### WHAT YOU NEED TO DO
Transcribe all the entries word for word, skipping the pictures.
------------------------
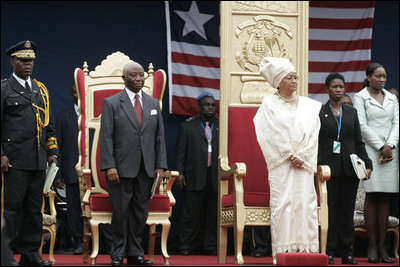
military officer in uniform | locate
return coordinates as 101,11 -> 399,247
1,41 -> 58,266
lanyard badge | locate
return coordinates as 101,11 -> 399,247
331,106 -> 343,154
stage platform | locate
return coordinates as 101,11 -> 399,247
15,254 -> 399,266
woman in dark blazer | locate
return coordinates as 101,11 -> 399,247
318,73 -> 372,264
------------------------
### ANSWER BELOW
military officer in uniform | locate
return coordinates as 101,11 -> 399,247
1,41 -> 58,266
lanyard badge | locate
return coordinates as 101,11 -> 399,247
331,106 -> 343,154
stage platform | locate
return coordinates as 101,11 -> 399,247
15,254 -> 399,266
woman in dark blazer | locate
return coordinates as 101,11 -> 399,247
318,73 -> 372,264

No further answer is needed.